• [課題内容]
豚コロナウイルスに関する記事を読み、次の問いに答えてください。
1. 「米国科学アカデミー紀要(PNAS)」が研究論文を掲載したのは何月何日か。
2. SADS‐CoVが発見されたのは中国のどの省か。
3. 感染後、子ブタの何%が何日以内に死亡するとされているか。

• [抜粋テキスト]
-=-=-=-=-

米国研究者チームは、最新の研究論文のなかで、中国で確認された「豚急性下痢症候群コロナウイルス(SADS‐CoV)」について報告した。このウイルスは、ヒトへの感染リスクがあると考えられ、もしヒトに感染した場合、中共ウイルス(新型コロナウイルス)に似た症状を引き起こすとした。
「米国科学アカデミー紀要(PNAS)」は10月12日、豚コロナウイルスに関する研究論文を掲載。中国では2016年10月から、豚の下痢や嘔吐の症状を伴う群れの感染を誘発するSADS‐CoVの感染があったと指摘した。
論文によると、SADS‐CoVは中国広東省で発見され、4つの子ブタの群れに胃腸障害、重度の下痢を引き起こした。SADS‐CoVは、コウモリを由来として、ブタに経口感染する。子ブタにとって非常に致命的なウイルスで、感染後は90%の子ブタが5日以内に死亡するという。
研究者は、SADS-CoVウイルスの複製をヒトのサンプル細胞に感染させ、ウイルスの伝播、増殖(複製)などを検証した。すると、SADS-CoVが肺と腸の両方に由来する初代ヒト細胞で、効率的に複製されることを発見した。これは、豚からヒトへ感染する可能性を示すという。
SADS‐CoVは現在、世界的パンデミックを引き起こした「新型コロナウイルス(COVID-19)」と同じファミリーに属している。研究によると、SADS‐CoVがヒトに感染すれば、COVID-19と同様に呼吸器症状を発症する可能性があるという。

-=-=-=-=-

• [利用可能データ]
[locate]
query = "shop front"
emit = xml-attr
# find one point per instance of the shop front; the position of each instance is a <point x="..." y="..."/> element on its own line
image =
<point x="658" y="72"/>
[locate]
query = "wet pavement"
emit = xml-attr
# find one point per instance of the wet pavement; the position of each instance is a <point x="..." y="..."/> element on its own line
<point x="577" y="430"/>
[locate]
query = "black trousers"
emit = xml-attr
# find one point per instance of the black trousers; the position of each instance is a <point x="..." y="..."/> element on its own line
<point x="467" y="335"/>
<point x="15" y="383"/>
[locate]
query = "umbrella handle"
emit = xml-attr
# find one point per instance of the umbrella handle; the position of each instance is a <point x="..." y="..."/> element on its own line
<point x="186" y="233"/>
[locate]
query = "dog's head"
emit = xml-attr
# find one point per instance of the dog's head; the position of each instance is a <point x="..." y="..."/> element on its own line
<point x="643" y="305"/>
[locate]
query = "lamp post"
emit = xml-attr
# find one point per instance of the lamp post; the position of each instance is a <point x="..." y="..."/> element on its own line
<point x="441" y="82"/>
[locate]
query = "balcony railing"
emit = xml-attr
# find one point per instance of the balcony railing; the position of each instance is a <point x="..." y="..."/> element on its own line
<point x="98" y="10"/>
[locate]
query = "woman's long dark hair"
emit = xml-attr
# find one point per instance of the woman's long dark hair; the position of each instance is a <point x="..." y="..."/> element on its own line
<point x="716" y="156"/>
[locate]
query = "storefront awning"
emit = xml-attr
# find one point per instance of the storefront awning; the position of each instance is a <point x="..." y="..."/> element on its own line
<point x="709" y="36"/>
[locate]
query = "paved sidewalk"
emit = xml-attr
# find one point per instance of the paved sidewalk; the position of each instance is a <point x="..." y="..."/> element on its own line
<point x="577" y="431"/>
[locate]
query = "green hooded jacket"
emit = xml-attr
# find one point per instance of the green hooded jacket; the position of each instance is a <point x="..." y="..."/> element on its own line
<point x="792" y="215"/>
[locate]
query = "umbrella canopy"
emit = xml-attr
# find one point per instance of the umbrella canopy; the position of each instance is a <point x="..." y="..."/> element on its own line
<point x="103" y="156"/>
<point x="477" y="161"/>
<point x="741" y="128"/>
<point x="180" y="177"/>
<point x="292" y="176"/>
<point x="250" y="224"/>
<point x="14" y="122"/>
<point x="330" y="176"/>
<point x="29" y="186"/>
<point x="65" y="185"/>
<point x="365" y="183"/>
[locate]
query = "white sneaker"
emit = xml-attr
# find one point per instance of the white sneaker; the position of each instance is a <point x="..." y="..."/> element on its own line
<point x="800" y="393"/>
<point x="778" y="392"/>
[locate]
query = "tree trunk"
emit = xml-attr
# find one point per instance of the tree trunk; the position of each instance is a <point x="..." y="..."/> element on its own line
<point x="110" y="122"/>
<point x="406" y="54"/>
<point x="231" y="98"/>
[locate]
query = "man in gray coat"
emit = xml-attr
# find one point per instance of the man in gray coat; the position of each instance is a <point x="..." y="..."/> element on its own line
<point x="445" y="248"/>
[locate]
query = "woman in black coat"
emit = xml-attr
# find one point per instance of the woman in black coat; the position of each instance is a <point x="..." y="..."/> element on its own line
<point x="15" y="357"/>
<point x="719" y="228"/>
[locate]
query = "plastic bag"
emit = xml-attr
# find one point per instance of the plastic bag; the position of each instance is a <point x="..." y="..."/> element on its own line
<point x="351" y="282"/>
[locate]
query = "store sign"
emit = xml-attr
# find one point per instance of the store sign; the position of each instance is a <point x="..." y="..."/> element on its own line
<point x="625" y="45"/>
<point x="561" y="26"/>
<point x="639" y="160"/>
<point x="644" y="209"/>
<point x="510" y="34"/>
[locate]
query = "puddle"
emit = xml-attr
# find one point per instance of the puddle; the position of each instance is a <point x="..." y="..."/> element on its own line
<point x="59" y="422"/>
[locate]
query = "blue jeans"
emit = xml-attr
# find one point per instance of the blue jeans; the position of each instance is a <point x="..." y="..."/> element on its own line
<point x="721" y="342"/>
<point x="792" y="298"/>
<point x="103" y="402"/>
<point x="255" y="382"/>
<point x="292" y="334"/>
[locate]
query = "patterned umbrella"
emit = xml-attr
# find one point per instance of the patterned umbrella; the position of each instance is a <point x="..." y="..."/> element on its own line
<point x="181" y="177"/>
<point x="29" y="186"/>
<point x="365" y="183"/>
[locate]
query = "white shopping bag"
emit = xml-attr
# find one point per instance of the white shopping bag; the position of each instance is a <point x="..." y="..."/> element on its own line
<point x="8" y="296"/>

-=-=-=-=-

• [解答]
1. 10月12日
2. 広東省
3. 90%が5日以内